### EXCERPTED DATA
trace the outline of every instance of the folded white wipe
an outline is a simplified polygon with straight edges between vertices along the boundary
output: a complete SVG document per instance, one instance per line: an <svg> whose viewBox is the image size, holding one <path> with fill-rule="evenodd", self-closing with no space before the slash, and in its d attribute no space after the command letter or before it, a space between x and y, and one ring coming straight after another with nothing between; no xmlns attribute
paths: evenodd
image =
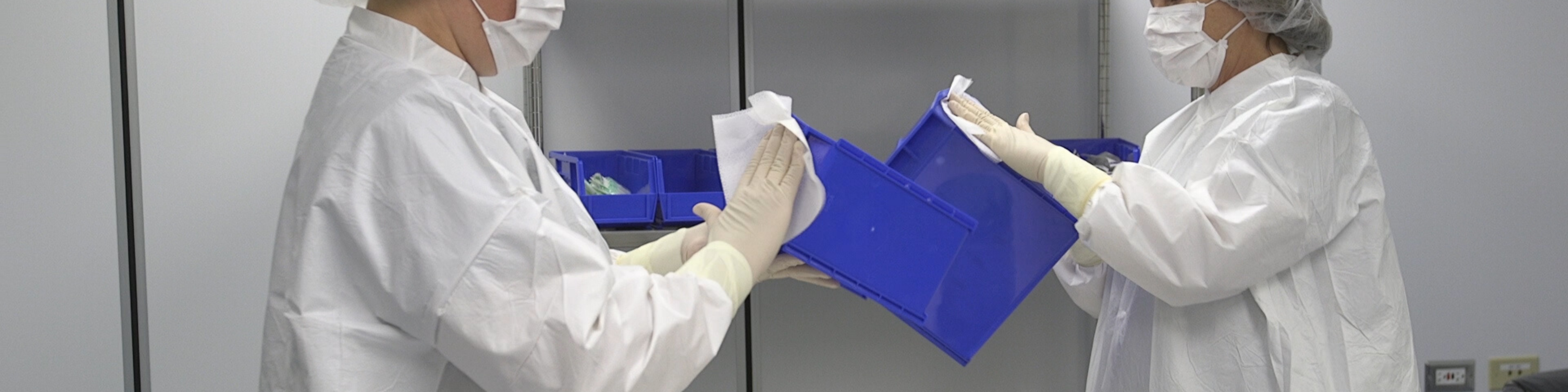
<svg viewBox="0 0 1568 392"><path fill-rule="evenodd" d="M776 125L789 129L801 144L806 144L806 133L800 122L790 116L790 97L762 91L746 97L751 108L713 116L713 146L718 151L718 179L724 187L724 199L735 194L740 176L746 172L746 163L762 144L762 138ZM811 144L806 144L806 176L800 180L800 191L795 193L795 213L790 216L789 230L784 240L792 240L817 220L828 193L817 177L817 165L811 158Z"/></svg>
<svg viewBox="0 0 1568 392"><path fill-rule="evenodd" d="M947 96L969 97L969 100L975 102L975 105L985 108L985 105L982 105L978 99L966 93L969 89L969 85L974 83L975 82L972 78L966 78L964 75L953 75L953 85L947 88ZM993 163L1002 162L1002 158L996 157L996 152L993 152L991 147L986 147L985 143L980 143L980 138L975 138L977 135L985 135L985 129L982 129L978 124L969 122L967 119L953 116L953 110L947 108L947 100L942 100L942 111L947 113L947 118L953 121L953 125L958 125L958 129L964 132L964 136L969 136L969 141L975 143L975 147L980 147L980 154L985 154L985 157L989 158Z"/></svg>

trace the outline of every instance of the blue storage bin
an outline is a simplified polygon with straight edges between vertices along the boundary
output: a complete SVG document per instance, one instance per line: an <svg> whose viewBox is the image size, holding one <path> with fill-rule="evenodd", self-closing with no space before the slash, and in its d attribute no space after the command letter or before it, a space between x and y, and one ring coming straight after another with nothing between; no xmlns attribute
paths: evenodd
<svg viewBox="0 0 1568 392"><path fill-rule="evenodd" d="M659 194L659 158L630 151L555 151L555 171L577 191L599 227L649 227ZM632 194L588 194L588 179L604 174Z"/></svg>
<svg viewBox="0 0 1568 392"><path fill-rule="evenodd" d="M635 151L659 158L659 226L684 227L702 223L691 213L698 202L724 207L724 185L718 177L718 154L706 149Z"/></svg>
<svg viewBox="0 0 1568 392"><path fill-rule="evenodd" d="M1079 155L1098 155L1101 152L1116 154L1116 157L1121 158L1123 162L1138 162L1138 158L1143 155L1143 149L1140 149L1138 144L1132 144L1132 141L1116 140L1116 138L1052 140L1051 143L1055 143L1057 146L1062 146L1063 149L1073 151L1073 154Z"/></svg>
<svg viewBox="0 0 1568 392"><path fill-rule="evenodd" d="M916 326L960 364L1007 321L1077 240L1077 221L1051 193L980 154L936 102L898 141L887 166L978 221ZM930 331L930 332L927 332Z"/></svg>
<svg viewBox="0 0 1568 392"><path fill-rule="evenodd" d="M801 129L826 202L782 251L920 329L975 220L855 144L833 141L804 122Z"/></svg>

### JOB
Copy all of the data above word for word, leaving out the pictures.

### TASK RESPONSE
trace the outline of every instance of the folded white wipe
an outline is a simplified polygon with straight edges between vertices along the boundary
output: a complete SVG document per instance, one instance per line: an <svg> whose viewBox is the image size, holding one <path> with fill-rule="evenodd", self-closing with no space before the slash, and in its d attribute no space after the command letter or before it, a space between x and y, and one ring coming straight after another with nothing between; no xmlns attribute
paths: evenodd
image =
<svg viewBox="0 0 1568 392"><path fill-rule="evenodd" d="M776 125L789 129L801 144L806 144L806 133L800 122L790 116L790 97L762 91L746 97L751 108L713 116L713 146L718 151L718 179L724 187L724 199L735 194L740 176L746 172L746 163L762 144L762 138ZM811 144L806 144L806 176L800 180L800 191L795 193L795 213L790 216L789 230L784 240L792 240L817 220L828 193L817 177L817 165L811 158Z"/></svg>
<svg viewBox="0 0 1568 392"><path fill-rule="evenodd" d="M947 96L969 97L969 100L975 102L975 105L985 108L985 105L982 105L978 99L966 93L969 89L969 85L974 83L975 82L972 78L966 78L964 75L953 75L953 85L947 88ZM993 163L1002 162L1002 158L996 157L996 152L993 152L991 147L986 147L985 143L980 143L980 138L975 138L977 135L985 135L985 129L982 129L978 124L969 122L967 119L953 116L953 110L947 108L947 100L942 100L942 111L947 113L947 118L953 121L953 125L958 125L958 129L964 132L964 136L969 136L969 141L975 143L975 147L980 147L980 154L985 154L985 157L989 158Z"/></svg>

trace the outline of every instance of the blue storage bin
an outline is a simplified polygon with straight edges between vertices along the boundary
output: a complete SVG document per instance, one instance per line: an <svg> whose viewBox is the image size, holding one <path> with fill-rule="evenodd", self-closing with no space before the slash, and in its d attribute no space after the command letter or before it, a space between x and y, and one ring coming straight after another with nothing between; no xmlns attribute
paths: evenodd
<svg viewBox="0 0 1568 392"><path fill-rule="evenodd" d="M659 194L659 158L630 151L555 151L555 171L577 191L599 227L649 227ZM632 194L588 194L588 179L604 174Z"/></svg>
<svg viewBox="0 0 1568 392"><path fill-rule="evenodd" d="M635 151L659 158L659 226L684 227L702 223L691 213L698 202L724 207L724 185L718 177L718 154L706 149Z"/></svg>
<svg viewBox="0 0 1568 392"><path fill-rule="evenodd" d="M1079 155L1098 155L1101 152L1116 154L1116 157L1121 158L1123 162L1138 162L1138 158L1143 155L1143 149L1140 149L1138 144L1132 144L1132 141L1116 140L1116 138L1052 140L1051 143L1055 143L1057 146L1062 146L1063 149L1073 151L1073 154Z"/></svg>
<svg viewBox="0 0 1568 392"><path fill-rule="evenodd" d="M916 326L960 364L1007 321L1077 240L1077 221L1051 193L980 154L936 102L898 141L887 166L978 221ZM930 331L930 332L927 332Z"/></svg>
<svg viewBox="0 0 1568 392"><path fill-rule="evenodd" d="M801 129L826 202L782 251L920 329L975 220L855 144L833 141L804 122Z"/></svg>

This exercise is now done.